• [Challenges]
a. In the classic-cinema listings, who stars as the lowly clerk in Christmas in July?
b. Edit the classic-cinema listings by putting "stunning" in place of "breathtaking", then write out everything from "Theatrical revivals" down to "best be shown.".

Start of Article

The Bay Area hosts several theatrical screenings of classic cinema this week. You can choose between laughs from Preston Sturges, Kubrick’s great SciFi epic, Norman Jewison (who is, by the way, not Jewish) and changed the look of noir while breaking the color line. James Whales made the monster who just wanted to be loved. And if you love brass, there are seventy-six trombones!
Festivals & Series
- The San Francisco Jewish Film Festival opened last night
- The Classic Movie Musicals series plays Wednesday night through August 24
- The Pixar Family Film series plays weekends thru September 5
Double bills
A- The Miracle of Morgan’s Creek (1944) & B+ Christmas in July (1940), July 21-22; full double bills 6:10 & 7:30
The Miracle of Morgan’s Creek: Read my appreciation. Has there ever been an ingénue with a more perfectly comical name than Trudy Kockenlocker? Or a code-era Hollywood movie that so deftly outwitted the censors of its time? There are funnier movies than The Miracle of Morgan’s Creek, but not many, and none this funny that flew in the face of traditional morality with as much glee.
Christmas in July: In his second film as a director, Sturges creates a charming yet bitter comedy about the American Dream – with themes that come right out of King Vidor’s much more serious masterpiece, The Crowd. Dick Powell stars as a lowly clerk who thinks he has the makings of a brilliant advertising executive.
Theatrical revivals
A+ 2001: A Space Odyssey (1968), Balboa, Tuesday, 7:30pm
Stanley Kubrick’s visualization of Arthur C. Clarke’s imagination tells you little, but it shows you a lot. Unlike any other science fiction movie (or any other big-budget blockbuster), it offers a daring story structure, striking visuals, breathtaking use of music, plus a refusal to explain what it’s all about. As prophesy, 2001 failed. But as fantasy, adventure, mystery, and even theology, it’s brilliant. Read my report and my Eat Drink Film article on how this masterpiece should best be shown.

End of Article
Start of Data provided

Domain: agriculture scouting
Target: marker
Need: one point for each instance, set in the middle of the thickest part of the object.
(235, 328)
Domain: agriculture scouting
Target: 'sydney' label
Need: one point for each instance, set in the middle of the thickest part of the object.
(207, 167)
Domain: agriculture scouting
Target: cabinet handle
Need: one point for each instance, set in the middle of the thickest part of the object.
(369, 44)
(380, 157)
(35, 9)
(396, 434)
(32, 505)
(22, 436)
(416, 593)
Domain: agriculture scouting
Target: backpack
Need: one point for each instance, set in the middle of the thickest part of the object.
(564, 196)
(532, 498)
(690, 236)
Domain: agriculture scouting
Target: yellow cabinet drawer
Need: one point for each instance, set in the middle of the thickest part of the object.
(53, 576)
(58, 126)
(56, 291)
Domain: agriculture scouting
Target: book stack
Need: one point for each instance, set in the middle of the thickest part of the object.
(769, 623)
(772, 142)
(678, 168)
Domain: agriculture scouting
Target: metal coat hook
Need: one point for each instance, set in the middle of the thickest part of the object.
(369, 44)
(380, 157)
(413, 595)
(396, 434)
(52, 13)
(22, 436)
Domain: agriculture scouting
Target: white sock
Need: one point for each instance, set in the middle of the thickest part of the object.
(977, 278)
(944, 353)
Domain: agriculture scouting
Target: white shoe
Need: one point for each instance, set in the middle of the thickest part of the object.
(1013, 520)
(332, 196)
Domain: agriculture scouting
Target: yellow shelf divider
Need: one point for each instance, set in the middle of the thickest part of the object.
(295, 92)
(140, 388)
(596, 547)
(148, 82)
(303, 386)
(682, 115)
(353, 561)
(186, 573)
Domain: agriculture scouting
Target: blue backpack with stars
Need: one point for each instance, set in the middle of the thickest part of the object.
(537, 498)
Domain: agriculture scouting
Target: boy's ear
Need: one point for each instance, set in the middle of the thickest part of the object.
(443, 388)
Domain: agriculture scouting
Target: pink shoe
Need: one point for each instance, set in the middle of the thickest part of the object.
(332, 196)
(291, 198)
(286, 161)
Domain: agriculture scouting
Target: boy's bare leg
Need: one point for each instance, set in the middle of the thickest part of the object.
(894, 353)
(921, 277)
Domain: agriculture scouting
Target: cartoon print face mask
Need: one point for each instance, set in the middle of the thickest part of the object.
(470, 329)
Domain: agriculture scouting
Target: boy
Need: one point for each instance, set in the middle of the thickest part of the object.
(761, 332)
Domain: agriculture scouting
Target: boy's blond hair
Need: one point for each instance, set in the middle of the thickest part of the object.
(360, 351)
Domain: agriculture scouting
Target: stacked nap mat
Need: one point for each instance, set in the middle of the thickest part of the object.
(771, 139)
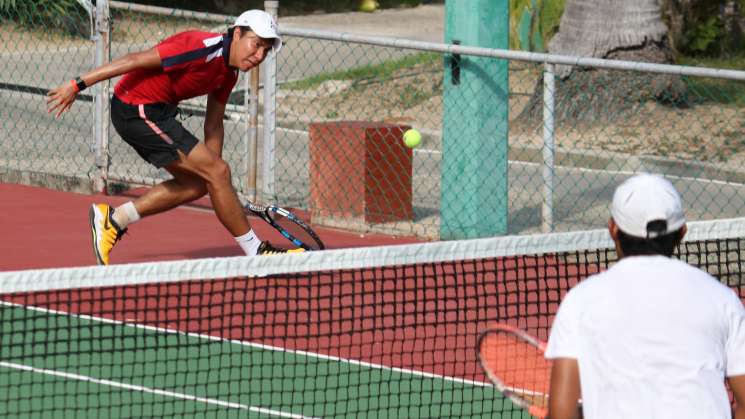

End of Data provided

• [Responses by task]
a. Dick Powell

b.
Theatrical revivals
A+ 2001: A Space Odyssey (1968), Balboa, Tuesday, 7:30pm
Stanley Kubrick’s visualization of Arthur C. Clarke’s imagination tells you little, but it shows you a lot. Unlike any other science fiction movie (or any other big-budget blockbuster), it offers a daring story structure, striking visuals, stunning use of music, plus a refusal to explain what it’s all about. As prophesy, 2001 failed. But as fantasy, adventure, mystery, and even theology, it’s brilliant. Read my report and my Eat Drink Film article on how this masterpiece should best be shown.